Yazılı Problem 1
Kayıtları, “Annotation spec v3.2 — tall cylindrical” ifadesini içeren satırdan başlayıp kayıtların sonuna kadar (iki uç dahil) istekleriyle birlikte yeniden yazarak ölçekle; yalnızca yanıtlardaki sınırlayıcı kutu koordinatlarını 1,55 ile çarp ve buçukları yukarı yuvarlayarak tam sayıya çevir.

═══ Verilen Metin

Şehitler Babası Tuga Fuat Paşa

Şehitler Babası Müşir Tuga Fuat Paşa, Sultan Abdülaziz, Sultan Abdülhamid, Meşrutiyet ve Cumhuriyet devirlerinin dördüne de şahit olmuş, askeri, siyasi ve ekonomik teşebbüsleri ile yaşadığı döneme damgasını vurmuş, cesareti ve sözünü saklamadan söylemesiyle “Deli” ünvanını almıış, büyük bir devlet adamıdır.

Müşir Fuat Paşa, İncirköylü Refet Hasan Paşa’nın oğludur. Müşir Fuad Paşa’nın soyu, Ubıh, Toga kabilesi beyi İslam Bey’e dayanmaktadır. Şovalye Taıtbout De Marıgny’nin Çerkesya Seyahatnamesi’nde Toga köyü bölgenin en büyük köylerinden biri olarak anlatılmaktadır. Fuad Paşa’nın babası, İslam Bey’in altı çocuğunun en küçüğü Müşir Hasan Refet Paşa’dır. Babası İstanbul’da Boğaziçi’ndeki İncirköy’ünde ikamet ettiğinden dolayı “İncirköylü Hasan Refet Paşa” olarak tanınmıştır.

1835 senesinde İstanbul’da dünyaya gelen Fuat Paşa, 1839’da babası Hasan Refet Paşa’nın Sudan’a Vali olarak atanmasıyla Mısır’a giderek öğrenimini buradaki Abbasiye Askeri Mektebi’nde tamamladı ve Süvari Zabiti çıkarak Mısır ordusu içerisinde görev aldı.

══════
═══ Kayıt Alıntıları

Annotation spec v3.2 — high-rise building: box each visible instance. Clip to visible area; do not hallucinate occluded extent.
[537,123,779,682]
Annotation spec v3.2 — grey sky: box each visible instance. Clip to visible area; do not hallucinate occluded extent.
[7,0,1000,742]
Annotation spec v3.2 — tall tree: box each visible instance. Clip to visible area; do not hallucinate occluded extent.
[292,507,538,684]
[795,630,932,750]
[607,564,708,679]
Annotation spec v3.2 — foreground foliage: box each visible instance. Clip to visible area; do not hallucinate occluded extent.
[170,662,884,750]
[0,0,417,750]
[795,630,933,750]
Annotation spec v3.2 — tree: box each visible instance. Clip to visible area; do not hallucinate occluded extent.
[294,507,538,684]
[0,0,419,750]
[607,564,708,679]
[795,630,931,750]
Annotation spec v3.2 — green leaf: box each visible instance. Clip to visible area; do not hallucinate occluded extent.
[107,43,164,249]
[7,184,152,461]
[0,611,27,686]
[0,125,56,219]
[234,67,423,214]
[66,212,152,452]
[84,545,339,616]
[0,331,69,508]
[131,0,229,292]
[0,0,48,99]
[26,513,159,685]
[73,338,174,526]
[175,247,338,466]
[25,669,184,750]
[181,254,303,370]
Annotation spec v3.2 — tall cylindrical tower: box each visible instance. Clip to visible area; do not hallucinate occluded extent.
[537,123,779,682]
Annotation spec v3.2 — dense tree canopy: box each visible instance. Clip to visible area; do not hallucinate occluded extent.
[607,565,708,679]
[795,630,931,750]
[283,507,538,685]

══════

Yazılı Problem 2
Tuga Fuat Paşa hakkındaki metinde geçen “1835 senesinde İstanbul’da dünyaya gelen Fuat Paşa, 1839’da babası Hasan Refet Paşa’nın Sudan’a Vali olarak atanmasıyla Mısır’a giderek öğrenimini buradaki Abbasiye Askeri Mektebi’nde tamamladı ve Süvari Zabiti çıkarak Mısır ordusu içerisinde görev aldı.” cümlesini İngilizceye çevir.

Çözüm 1
Annotation spec v3.2 — tall cylindrical tower: box each visible instance. Clip to visible area; do not hallucinate occluded extent.
[832,191,1207,1057]
Annotation spec v3.2 — dense tree canopy: box each visible instance. Clip to visible area; do not hallucinate occluded extent.
[941,876,1097,1052]
[1232,977,1443,1163]
[439,786,834,1062]

Çözüm 2
Born in Istanbul in 1835, Fuat Pasha went to Egypt in 1839 when his father Hasan Refet Pasha was appointed Governor of Sudan; he completed his education at the Abbasiye Military School there, graduated as a cavalry officer, and served in the Egyptian army.